> _PROVIDED INFORMATION_:
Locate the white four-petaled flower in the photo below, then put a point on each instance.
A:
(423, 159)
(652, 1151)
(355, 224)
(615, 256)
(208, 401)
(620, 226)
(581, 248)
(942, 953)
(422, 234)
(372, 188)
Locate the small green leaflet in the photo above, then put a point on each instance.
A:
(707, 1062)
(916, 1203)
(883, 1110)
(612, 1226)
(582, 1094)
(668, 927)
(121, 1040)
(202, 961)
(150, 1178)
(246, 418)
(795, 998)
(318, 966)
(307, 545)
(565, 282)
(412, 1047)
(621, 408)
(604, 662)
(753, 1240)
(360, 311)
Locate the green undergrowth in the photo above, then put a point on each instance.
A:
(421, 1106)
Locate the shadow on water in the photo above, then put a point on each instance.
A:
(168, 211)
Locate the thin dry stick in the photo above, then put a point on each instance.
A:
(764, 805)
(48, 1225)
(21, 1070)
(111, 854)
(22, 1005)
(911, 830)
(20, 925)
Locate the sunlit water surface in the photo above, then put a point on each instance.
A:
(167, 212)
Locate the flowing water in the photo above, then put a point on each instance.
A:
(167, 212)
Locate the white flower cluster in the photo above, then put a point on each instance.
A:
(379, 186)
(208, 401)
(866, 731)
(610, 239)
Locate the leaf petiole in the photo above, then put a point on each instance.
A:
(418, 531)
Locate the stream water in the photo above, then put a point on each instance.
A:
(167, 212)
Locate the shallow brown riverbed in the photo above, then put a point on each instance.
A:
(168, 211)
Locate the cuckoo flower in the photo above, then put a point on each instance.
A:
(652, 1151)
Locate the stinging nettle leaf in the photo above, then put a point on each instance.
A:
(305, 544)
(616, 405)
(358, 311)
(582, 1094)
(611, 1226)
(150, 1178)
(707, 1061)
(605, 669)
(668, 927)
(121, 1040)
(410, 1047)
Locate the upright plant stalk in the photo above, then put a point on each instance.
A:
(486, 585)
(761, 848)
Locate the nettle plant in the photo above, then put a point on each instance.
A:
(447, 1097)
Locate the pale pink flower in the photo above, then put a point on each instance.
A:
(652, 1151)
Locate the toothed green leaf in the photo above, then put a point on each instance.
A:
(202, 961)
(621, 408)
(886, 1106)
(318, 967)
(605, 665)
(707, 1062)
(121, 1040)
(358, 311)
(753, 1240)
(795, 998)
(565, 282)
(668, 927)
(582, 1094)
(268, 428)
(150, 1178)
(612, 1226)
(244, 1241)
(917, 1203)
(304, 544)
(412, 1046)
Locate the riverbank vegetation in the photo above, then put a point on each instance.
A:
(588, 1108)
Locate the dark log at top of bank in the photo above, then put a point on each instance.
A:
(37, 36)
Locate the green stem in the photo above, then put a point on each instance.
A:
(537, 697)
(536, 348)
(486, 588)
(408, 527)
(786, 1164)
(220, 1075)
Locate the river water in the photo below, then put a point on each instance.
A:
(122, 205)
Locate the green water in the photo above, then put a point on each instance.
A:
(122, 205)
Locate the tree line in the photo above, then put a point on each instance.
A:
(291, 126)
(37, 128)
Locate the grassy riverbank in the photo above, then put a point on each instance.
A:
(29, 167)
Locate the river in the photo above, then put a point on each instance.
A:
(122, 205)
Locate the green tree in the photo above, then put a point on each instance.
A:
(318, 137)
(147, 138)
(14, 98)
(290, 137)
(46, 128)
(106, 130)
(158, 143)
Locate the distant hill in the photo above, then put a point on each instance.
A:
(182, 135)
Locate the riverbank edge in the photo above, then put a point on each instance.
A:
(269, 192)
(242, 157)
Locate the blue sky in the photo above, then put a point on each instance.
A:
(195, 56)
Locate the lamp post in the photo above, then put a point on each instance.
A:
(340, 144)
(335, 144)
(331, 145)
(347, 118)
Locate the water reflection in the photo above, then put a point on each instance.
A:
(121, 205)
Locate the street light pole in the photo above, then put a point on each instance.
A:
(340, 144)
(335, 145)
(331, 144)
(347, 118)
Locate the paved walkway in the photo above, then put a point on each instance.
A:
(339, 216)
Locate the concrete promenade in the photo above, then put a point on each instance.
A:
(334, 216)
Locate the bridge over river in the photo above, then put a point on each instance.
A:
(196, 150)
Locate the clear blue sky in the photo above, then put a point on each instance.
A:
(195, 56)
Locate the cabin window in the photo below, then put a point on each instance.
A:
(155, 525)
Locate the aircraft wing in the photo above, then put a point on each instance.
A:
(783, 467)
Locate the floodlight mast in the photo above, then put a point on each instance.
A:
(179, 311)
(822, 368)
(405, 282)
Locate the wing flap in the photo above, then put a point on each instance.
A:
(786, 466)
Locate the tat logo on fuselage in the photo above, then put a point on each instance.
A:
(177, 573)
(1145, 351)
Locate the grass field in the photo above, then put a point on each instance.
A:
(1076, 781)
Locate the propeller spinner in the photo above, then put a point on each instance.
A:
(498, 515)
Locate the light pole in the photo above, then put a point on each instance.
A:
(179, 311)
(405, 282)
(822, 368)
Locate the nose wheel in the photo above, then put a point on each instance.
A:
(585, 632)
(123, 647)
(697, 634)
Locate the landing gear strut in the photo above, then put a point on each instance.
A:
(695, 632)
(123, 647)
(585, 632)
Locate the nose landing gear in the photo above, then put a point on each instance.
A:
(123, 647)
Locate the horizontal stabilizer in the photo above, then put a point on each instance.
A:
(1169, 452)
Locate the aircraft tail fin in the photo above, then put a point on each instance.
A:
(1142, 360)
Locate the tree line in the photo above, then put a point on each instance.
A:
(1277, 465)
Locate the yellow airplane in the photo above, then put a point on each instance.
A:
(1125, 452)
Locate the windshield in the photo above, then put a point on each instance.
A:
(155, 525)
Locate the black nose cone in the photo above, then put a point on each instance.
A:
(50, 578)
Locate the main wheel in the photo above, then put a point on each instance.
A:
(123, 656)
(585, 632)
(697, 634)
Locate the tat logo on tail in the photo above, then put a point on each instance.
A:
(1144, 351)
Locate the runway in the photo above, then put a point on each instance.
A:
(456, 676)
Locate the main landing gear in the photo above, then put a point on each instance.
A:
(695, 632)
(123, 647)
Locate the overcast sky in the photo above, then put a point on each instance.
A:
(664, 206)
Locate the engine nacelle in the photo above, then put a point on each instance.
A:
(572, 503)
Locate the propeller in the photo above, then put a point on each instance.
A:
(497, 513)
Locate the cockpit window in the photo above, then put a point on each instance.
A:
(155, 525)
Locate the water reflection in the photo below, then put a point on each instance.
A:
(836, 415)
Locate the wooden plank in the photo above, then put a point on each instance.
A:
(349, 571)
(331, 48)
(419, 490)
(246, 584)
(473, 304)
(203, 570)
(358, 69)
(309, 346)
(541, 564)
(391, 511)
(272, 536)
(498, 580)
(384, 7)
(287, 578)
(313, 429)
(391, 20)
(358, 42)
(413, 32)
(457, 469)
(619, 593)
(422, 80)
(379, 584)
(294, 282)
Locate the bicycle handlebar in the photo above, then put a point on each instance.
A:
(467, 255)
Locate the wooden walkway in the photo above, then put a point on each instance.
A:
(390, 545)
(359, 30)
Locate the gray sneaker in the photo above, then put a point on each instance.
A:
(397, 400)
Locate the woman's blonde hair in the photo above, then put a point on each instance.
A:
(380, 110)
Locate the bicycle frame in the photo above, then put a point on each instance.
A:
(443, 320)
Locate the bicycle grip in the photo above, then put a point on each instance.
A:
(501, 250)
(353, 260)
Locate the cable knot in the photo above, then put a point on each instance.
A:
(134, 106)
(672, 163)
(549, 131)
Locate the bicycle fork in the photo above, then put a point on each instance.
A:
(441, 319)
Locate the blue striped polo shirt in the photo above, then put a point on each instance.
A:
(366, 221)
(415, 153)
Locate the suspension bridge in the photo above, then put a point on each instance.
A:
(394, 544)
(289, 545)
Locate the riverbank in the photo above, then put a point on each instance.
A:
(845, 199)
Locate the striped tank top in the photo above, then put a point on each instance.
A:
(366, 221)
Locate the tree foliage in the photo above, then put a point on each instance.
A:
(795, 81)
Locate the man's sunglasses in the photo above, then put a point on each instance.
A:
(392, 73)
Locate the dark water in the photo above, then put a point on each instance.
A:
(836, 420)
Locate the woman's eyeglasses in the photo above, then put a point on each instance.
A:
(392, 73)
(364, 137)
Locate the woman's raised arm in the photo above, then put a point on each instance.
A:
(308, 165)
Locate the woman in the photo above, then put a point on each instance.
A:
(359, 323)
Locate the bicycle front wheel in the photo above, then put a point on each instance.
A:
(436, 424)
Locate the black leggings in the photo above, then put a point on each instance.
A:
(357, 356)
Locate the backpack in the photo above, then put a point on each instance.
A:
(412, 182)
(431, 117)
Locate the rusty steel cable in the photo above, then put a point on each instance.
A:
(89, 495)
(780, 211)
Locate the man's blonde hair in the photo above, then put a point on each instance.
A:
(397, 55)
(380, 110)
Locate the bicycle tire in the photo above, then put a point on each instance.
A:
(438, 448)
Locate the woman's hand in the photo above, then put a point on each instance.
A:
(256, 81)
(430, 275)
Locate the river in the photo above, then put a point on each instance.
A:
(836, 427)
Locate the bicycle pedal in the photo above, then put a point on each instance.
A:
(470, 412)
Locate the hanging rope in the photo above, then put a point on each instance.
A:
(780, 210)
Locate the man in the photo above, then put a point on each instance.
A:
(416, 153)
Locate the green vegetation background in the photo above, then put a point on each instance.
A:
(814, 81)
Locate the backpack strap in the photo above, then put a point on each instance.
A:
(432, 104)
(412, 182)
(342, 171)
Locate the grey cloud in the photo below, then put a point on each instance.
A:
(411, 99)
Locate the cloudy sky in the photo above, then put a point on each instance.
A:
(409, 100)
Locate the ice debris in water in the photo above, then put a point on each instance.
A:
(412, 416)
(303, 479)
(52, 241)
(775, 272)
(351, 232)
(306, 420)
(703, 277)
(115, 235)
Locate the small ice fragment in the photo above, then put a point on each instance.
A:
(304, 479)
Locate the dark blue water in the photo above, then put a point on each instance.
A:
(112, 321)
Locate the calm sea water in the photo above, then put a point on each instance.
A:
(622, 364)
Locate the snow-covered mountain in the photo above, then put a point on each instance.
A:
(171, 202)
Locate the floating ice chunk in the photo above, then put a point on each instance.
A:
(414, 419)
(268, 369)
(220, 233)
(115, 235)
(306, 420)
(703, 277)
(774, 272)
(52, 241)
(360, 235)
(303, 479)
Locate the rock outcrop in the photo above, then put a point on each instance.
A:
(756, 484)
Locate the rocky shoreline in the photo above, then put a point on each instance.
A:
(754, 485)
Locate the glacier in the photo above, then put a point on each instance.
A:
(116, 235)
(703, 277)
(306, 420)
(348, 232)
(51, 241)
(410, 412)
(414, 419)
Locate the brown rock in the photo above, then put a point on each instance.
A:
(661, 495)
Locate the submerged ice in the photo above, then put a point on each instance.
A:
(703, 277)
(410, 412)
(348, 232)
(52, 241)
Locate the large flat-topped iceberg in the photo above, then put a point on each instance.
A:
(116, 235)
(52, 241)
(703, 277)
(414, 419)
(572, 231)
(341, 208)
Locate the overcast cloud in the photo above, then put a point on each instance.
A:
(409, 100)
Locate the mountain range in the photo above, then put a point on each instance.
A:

> _PROBLEM DETAILS_: Reproduce, character for character, the stretch of the listing from the line containing "Locate the leaf" through the line containing "(447, 1097)".

> _OUTPUT FOR THIS TASK_:
Locate the leaf petiole in the photo above, then put a point on each instance.
A:
(418, 531)
Locate the stream water in the photo above, then put a point on each instance.
A:
(167, 212)
Locate the shallow brown riverbed in the photo above, then put a point on each instance.
A:
(168, 211)
Locate the cuckoo flower in the photo above, then put a point on each instance.
A:
(652, 1151)
Locate the stinging nettle leaf in the photo above, then put a point on each instance.
A:
(305, 544)
(616, 405)
(358, 311)
(582, 1094)
(611, 1226)
(150, 1178)
(707, 1061)
(605, 669)
(668, 927)
(121, 1040)
(410, 1047)
Locate the upright plant stalk in the photo above, then put a point on each instance.
A:
(486, 585)
(761, 848)
Locate the nettle plant in the photo above, then put a point on each instance.
A:
(447, 1097)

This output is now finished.